In [1]:
# 04 - Proposta Analítica (Demo) — Detecção de Picos (Bioma e UF)

import os
import sys
import numpy as np
import pandas as pd
from pathlib import Path

# Garantir import local de src/
BASE_DIR = Path.cwd().parent
SRC_DIR = BASE_DIR / "src"
if str(BASE_DIR) not in sys.path:
    sys.path.append(str(BASE_DIR))
if str(SRC_DIR) not in sys.path:
    sys.path.append(str(SRC_DIR))

from src.plotting import save_fig

INTERIM_PATH = os.path.join(str(BASE_DIR), "data", "interim", "focos_2019_2024.csv")
FIG_DIR = os.path.join(str(BASE_DIR), "docs", "figures")

# Carregar
df = pd.read_csv(INTERIM_PATH, low_memory=False)

(Registros extraídos)
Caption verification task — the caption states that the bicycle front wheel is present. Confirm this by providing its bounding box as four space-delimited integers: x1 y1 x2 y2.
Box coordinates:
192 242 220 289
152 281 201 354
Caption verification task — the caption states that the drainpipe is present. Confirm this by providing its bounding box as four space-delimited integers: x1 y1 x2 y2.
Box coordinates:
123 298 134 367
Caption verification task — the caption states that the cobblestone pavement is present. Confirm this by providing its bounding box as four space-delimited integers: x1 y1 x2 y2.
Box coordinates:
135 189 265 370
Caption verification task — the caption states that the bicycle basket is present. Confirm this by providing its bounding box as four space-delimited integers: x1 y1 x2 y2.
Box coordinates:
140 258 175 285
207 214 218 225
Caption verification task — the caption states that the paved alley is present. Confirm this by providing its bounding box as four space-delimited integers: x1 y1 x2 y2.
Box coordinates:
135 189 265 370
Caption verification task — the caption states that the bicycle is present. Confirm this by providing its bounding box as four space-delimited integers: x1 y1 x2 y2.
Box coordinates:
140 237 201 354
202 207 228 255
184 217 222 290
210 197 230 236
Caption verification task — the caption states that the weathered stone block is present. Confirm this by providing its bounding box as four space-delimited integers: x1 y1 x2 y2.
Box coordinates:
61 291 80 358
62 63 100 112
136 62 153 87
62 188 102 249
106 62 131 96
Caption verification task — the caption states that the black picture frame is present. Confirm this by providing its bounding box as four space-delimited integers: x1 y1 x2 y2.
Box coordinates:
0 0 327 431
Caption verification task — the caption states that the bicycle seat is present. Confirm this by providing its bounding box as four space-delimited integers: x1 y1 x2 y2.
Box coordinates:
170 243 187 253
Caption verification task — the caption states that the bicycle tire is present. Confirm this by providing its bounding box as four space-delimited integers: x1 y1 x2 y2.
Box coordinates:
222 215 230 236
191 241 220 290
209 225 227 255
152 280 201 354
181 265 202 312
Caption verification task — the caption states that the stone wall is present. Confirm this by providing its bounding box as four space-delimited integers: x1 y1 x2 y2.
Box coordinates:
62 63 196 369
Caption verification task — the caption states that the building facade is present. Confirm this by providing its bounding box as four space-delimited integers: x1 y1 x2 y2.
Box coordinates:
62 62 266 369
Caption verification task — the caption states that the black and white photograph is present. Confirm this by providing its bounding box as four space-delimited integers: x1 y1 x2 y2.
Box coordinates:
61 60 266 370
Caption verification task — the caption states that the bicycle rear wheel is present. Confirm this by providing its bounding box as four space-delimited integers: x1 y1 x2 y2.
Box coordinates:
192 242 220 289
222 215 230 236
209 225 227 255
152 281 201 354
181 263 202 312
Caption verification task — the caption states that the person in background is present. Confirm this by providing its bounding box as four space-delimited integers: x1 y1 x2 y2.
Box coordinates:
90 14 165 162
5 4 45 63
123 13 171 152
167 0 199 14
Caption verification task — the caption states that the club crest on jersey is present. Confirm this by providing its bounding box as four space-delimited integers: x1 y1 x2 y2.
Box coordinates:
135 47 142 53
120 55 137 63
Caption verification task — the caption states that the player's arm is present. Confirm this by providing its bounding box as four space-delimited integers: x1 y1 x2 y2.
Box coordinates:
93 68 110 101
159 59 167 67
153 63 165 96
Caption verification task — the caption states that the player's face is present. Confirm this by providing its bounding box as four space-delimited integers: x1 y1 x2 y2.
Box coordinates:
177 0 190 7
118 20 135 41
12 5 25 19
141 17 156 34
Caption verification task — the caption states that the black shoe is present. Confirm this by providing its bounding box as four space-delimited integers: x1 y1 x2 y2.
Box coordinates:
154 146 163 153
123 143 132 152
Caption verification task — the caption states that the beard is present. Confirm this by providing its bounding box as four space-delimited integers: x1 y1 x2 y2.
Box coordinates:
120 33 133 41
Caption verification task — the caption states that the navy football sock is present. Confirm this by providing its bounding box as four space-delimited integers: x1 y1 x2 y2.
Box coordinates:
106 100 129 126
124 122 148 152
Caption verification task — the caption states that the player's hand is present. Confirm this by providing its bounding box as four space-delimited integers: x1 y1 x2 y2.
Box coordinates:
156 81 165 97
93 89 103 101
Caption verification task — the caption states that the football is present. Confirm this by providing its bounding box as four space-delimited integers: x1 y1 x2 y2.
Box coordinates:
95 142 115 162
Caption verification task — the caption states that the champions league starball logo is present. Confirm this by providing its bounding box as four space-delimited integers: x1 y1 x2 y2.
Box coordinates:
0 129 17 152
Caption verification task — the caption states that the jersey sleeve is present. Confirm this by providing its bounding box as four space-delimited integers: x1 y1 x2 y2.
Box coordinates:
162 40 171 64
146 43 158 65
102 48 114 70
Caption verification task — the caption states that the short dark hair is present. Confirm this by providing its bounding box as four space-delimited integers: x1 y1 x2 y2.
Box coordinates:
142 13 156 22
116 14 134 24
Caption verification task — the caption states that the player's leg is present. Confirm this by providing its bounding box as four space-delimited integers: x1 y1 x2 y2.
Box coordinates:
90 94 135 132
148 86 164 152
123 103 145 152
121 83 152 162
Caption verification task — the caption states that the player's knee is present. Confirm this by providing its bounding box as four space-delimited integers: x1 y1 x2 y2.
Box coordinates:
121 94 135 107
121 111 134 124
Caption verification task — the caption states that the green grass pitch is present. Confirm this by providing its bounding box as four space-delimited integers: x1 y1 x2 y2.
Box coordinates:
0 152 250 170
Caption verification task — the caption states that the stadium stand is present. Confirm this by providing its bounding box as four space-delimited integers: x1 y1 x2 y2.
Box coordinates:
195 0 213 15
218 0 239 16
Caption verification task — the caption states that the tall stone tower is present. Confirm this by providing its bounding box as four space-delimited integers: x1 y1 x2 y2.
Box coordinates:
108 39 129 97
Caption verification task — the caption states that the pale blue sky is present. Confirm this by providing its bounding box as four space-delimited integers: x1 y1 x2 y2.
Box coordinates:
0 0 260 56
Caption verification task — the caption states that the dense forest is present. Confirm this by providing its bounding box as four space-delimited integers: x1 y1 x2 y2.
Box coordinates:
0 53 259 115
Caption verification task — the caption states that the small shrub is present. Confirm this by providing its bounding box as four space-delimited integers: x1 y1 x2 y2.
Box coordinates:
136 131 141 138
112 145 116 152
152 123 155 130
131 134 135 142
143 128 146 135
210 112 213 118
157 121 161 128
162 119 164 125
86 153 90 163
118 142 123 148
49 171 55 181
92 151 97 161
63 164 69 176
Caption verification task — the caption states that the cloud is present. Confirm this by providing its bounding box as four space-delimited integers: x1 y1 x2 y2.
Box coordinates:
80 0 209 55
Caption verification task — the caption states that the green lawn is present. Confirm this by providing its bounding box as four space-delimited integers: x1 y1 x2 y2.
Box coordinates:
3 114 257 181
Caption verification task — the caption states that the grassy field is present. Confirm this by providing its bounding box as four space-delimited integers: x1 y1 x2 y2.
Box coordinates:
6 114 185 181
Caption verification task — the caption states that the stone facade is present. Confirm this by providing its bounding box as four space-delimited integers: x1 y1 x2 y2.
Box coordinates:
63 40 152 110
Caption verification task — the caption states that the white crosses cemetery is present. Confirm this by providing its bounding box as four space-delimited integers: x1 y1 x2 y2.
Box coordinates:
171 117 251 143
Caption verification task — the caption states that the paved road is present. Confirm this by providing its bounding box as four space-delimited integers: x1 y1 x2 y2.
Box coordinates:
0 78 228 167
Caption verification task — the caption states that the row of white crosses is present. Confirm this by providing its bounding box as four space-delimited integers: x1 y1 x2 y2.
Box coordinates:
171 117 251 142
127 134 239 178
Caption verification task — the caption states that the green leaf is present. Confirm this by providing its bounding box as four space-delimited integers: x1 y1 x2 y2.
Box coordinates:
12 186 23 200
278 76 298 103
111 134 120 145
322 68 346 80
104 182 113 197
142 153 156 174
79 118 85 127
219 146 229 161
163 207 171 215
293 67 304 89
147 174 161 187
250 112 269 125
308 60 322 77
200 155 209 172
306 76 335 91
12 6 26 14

* **Requisitos**:
1. Retorne, sem qualquer alteração, o trecho do código de detecção de picos que vai de "from src.plotting import" até "df = pd.read_csv(INTERIM_PATH, low_memory=False)".
2. Dê prosseguimento ao código de detecção de picos a partir do ponto em que ele termina.

* **Resultados das tarefas**:
1.
from src.plotting import save_fig

INTERIM_PATH = os.path.join(str(BASE_DIR), "data", "interim", "focos_2019_2024.csv")
FIG_DIR = os.path.join(str(BASE_DIR), "docs", "figures")

# Carregar
df = pd.read_csv(INTERIM_PATH, low_memory=False)

2.
if "data" not in df.columns and "data_pas" in df.columns:
    df["data"] = pd.to_datetime(df["data_pas"]).dt.date

# Função auxiliar: escore robusto (MAD)
def robust_z(x: pd.Series) -> pd.Series:
    med = np.median(x)
    mad = np.median(np.abs(x - med)) or 1.0
    return 0.6745 * (x - med) / mad

# Pipeline por nível (bioma/estado)
resultados = []
ranks = []
for nivel in ["bioma", "estado"]:
    if nivel not in df.columns:
        continue
    daily = df.groupby(["data", nivel]).size().reset_index(name="focos")
    daily["focos_mm7"] = daily.groupby(nivel)["focos"].transform(lambda s: s.rolling(7, min_periods=1).mean())
    daily["z"] = daily.groupby(nivel)["focos_mm7"].transform(robust_z)
    daily["anomalia"] = daily["z"] > 3
    resultados.append(daily.assign(nivel=nivel))
    rk = daily.groupby(nivel).agg(anomalias=("anomalia","sum"), focos=("focos","sum"))\
             .reset_index().sort_values(["anomalias","focos"], ascending=[False, False])
    rk.insert(0, "nivel", nivel)
    ranks.append(rk)

rank = pd.concat(ranks, ignore_index=True) if ranks else pd.DataFrame()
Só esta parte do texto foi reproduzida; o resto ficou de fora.